---------- Extracted data

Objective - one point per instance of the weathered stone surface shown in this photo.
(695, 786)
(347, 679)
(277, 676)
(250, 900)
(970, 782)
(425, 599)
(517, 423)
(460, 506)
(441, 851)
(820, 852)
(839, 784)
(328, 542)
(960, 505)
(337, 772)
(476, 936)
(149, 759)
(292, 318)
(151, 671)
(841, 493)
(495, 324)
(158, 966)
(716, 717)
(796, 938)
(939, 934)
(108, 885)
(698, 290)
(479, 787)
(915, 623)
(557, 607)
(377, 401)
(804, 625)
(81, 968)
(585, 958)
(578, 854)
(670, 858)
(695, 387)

--------------------

Task details ▸
Locate every line of the records above that contains the word "Objective", and copy each such line in full.

Exercise output ▸
Objective - one point per instance of the weathered stone surface shown in this photo.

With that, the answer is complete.